» Stated problem 1: In the location labeling entries below, change "resembles" to "looks like" and write those lines out again with nothing else altered.

» Document:
○ ○ ○ ○ ○

Impressive job by Sigma if it lives upto those samples in real world.


----------



## m60xr1 (Jun 16, 2017)

The shots note a tracking mount was used. The lights on the shore in the sample images seem to show some evidence of this.

Full exif data is not provided for the sample images taken with the sigma lens, and no details are provided for the comparison lens.

Thus this marketing material is heavily biased and should be taken with a large grain of salt...


----------



## rrcphoto (Jun 16, 2017)

m60xr1 said:


> The shots note a tracking mount was used. The lights on the shore in the sample images seem to show some evidence of this.
> 
> Full exif data is not provided for the sample images taken with the sigma lens, and no details are provided for the comparison lens.
> 
> Thus this marketing material is heavily biased and should be taken with a large grain of salt...



true. but the lack of coma is a good thing.


----------



## KeithBreazeal (Jun 16, 2017)

Dang! Might have to sell the Rokinon 14mm 2.8. Looking forward to the first real world user results.
I wonder what the distortion looks like. The Rokinon was a bit challenging.


----------



## SecureGSM (Jun 16, 2017)

Distortions charts:








KeithBreazeal said:


> Dang! Might have to sell the Rokinon 14mm 2.8. Looking forward to the first real world user results.
> I wonder what the distortion looks like. The Rokinon was a bit challenging.


----------



## rfdesigner (Jun 16, 2017)

I did notice these shots when they were first produced... excellent news and a not utterly insane price.. if a little too much for my pocket right now.

I'm living in the UK, forecast for tomorrow night is 17C 95% humidity, clear sky, dew is going to be running everywhere.. I wonder how water resistant it is? Am I going to have to clothe it in dew prevention gear or will it cope in the nude? (yes I'll need a heater strip for the front element regardless)

○ ○ ○ ○ ○

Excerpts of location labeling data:

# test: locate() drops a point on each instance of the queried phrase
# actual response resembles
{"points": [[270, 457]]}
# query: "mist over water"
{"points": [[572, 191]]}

○ ○ ○ ○ ○

» Stated problem 2:
Based on the Sigma lens forum thread above, is each statement true or false? For each one, answer yes or no and quote the words from the thread that settle it.
(a) A poster says full exif data is given for the sample images taken with the Sigma lens.
(b) rrcphoto calls the lack of coma a good thing.
(c) rfdesigner's forecast for tomorrow night includes a clear sky.

» Answer 1:
# test: locate() drops a point on each instance of the queried phrase
# actual response looks like
{"points": [[270, 457]]}
# query: "mist over water"
{"points": [[572, 191]]}

» Answer 2:
(a) No: "Full exif data is not provided for the sample images taken with the sigma lens"
(b) Yes: "true. but the lack of coma is a good thing."
(c) Yes: "forecast for tomorrow night is 17C 95% humidity, clear sky"